Find each line below that contains the word "bread", matching case exactly, and copy those lines out in full.

::::

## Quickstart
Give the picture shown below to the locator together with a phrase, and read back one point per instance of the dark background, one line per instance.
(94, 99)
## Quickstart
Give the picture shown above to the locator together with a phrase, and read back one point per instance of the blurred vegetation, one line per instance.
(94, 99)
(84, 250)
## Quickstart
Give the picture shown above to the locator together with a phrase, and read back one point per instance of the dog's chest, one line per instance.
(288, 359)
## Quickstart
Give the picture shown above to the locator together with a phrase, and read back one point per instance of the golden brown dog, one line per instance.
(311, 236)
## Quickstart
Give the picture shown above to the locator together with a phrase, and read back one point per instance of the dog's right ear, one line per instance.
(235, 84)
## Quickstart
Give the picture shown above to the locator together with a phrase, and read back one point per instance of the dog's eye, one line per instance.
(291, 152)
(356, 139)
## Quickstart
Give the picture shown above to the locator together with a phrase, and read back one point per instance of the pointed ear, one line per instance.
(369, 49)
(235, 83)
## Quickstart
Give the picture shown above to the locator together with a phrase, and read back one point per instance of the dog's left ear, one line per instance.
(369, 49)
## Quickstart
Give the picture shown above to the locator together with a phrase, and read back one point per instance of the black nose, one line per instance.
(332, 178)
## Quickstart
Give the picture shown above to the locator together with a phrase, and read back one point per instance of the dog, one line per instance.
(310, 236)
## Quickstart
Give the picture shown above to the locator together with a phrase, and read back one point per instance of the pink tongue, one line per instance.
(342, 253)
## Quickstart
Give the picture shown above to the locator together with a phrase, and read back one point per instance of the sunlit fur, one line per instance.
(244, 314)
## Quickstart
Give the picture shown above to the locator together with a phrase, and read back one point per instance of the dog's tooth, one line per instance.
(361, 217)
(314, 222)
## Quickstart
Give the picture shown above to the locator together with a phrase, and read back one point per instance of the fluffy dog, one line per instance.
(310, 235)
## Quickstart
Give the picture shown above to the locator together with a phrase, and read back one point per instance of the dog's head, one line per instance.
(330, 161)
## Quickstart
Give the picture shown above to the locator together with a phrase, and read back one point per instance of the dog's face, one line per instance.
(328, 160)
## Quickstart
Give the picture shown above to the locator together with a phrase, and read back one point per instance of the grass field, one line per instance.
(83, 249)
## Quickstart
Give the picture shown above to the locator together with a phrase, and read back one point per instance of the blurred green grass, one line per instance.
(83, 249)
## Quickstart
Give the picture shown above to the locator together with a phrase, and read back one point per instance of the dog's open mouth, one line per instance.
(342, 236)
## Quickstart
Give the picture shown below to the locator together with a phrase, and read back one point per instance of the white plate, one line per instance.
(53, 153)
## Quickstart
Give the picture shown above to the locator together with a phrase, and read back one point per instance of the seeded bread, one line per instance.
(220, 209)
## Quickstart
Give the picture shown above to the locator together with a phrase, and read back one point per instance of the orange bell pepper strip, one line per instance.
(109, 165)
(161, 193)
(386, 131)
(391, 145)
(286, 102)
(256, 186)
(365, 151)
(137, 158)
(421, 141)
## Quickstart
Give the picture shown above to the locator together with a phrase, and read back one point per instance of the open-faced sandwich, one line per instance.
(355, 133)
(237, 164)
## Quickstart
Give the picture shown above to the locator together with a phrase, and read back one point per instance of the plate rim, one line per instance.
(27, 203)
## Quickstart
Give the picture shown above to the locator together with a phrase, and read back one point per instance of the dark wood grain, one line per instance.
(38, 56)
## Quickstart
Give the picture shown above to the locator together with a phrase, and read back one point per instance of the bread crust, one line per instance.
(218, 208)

::::

**ANSWER FOR THE TASK**
Give the picture shown above to the locator together with a phrase, and read back one point per instance of the seeded bread, one line per instance.
Give the picture shown above to the locator together with a phrase, and read back one point per instance of the bread crust, one line per instance.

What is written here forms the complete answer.